= Listed buildings in Bampton, Cumbria =

Bampton is a civil parish in Westmorland and Furness, Cumbria, England. It contains 35 buildings that are recorded in the National Heritage List for England. Of these, two are listed at Grade II*, the middle grade of the three grades, and the others are at Grade II, the lowest grade. The parish contains the villages of Bampton and Bampton Grange and smaller settlements, but is mainly rural. Most of the listed buildings are houses and associated structures, farmhouses and farm buildings in the villages and scattered around the countryside. The other listed buildings include a former boundary cross, a church, a monument in the churchyard, two bridges, a public house, and a limekiln.

_Dataset excerpt_.
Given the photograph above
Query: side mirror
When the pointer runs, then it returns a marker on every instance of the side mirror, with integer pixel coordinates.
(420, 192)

_To be done_.
a. Answer these questions from the text on listed buildings in Bampton, Cumbria:
(i) How many buildings in the parish are recorded in the National Heritage List for England?
(ii) Which two villages does the parish contain?
(iii) At what grade are the listed buildings that are not Grade II*?
b. In one to three sentences, explain how the listed buildings in Bampton, Cumbria, are split between the two grades, and where each grade ranks among the three grades, according to the text.
c. List every listed building that the Bampton, Cumbria, text places outside the main group of houses, farmhouses and farm buildings.

_Answers to the problems_.
a.
(i) 35 buildings.
(ii) Bampton and Bampton Grange.
(iii) Grade II, the lowest grade.

b. Two of the 35 buildings are listed at Grade II*, which is the middle of the three grades. The remaining 33 are at Grade II, the lowest grade.

c.
- a former boundary cross
- a church
- a monument in the churchyard
- two bridges
- a public house
- a limekiln